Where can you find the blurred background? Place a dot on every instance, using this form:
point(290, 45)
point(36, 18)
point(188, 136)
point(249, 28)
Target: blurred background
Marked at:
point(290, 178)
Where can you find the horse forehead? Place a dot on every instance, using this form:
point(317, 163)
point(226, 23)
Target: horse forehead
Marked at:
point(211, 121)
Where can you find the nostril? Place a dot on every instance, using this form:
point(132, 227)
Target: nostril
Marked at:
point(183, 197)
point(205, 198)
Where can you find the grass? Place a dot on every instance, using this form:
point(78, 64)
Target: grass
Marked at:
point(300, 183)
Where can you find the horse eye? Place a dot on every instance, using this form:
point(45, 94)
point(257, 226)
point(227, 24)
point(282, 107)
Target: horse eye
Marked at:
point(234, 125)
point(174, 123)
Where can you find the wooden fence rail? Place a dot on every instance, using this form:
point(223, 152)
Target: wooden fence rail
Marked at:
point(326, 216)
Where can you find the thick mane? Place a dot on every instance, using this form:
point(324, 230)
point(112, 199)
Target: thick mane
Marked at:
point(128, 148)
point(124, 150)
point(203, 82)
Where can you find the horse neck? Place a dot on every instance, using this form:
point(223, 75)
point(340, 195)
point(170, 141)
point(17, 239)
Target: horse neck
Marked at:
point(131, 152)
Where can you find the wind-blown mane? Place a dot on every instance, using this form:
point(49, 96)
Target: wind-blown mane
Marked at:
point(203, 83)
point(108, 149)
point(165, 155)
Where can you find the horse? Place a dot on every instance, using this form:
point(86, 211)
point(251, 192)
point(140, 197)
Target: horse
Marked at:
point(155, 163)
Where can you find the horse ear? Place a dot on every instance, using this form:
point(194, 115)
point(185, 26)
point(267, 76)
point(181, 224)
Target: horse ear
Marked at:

+ + +

--- YOUR ASSIGNMENT ---
What this task asks for is an exact copy of the material above.

--- EXERCISE RESULT ---
Where can you find the blurred background? Place a dot on every instance, using this form:
point(290, 45)
point(36, 18)
point(188, 136)
point(249, 28)
Target: blurred background
Marked at:
point(290, 178)
Where can you find the horse forehead? Place a dot on every instance, using this form:
point(317, 163)
point(226, 23)
Target: horse forehead
Marked at:
point(211, 121)
Where can you find the nostril? Place a dot on every instance, using this form:
point(132, 227)
Target: nostril
Marked at:
point(183, 197)
point(205, 198)
Where can you find the grass? Place a dot on every instance, using this form:
point(78, 64)
Target: grass
Marked at:
point(300, 183)
Where can you find the horse eye? Place a dot on every instance, using this form:
point(45, 94)
point(257, 226)
point(227, 24)
point(282, 107)
Target: horse eye
Marked at:
point(234, 125)
point(174, 123)
Where can you find the wooden fence rail? Place a dot on every instance, using this form:
point(223, 152)
Target: wooden fence rail
Marked at:
point(326, 216)
Where can you find the thick mane? Place a dot on every instance, using this form:
point(324, 230)
point(112, 199)
Target: thick mane
Marked at:
point(128, 148)
point(124, 150)
point(203, 82)
Where can you find the horse neck? Place a dot on every instance, using this form:
point(223, 75)
point(340, 195)
point(170, 141)
point(17, 239)
Target: horse neck
Marked at:
point(131, 152)
Where can you find the wind-blown mane? Place a dot on every instance, using this form:
point(49, 96)
Target: wind-blown mane
Marked at:
point(203, 83)
point(108, 149)
point(165, 155)
Where can you find the horse? Place a dot on every instance, using this form:
point(86, 211)
point(251, 192)
point(140, 197)
Target: horse
Marked at:
point(155, 163)
Where can you find the horse ear? Place a dot on every instance, using this form:
point(194, 115)
point(185, 26)
point(267, 76)
point(181, 224)
Target: horse ear
Marked at:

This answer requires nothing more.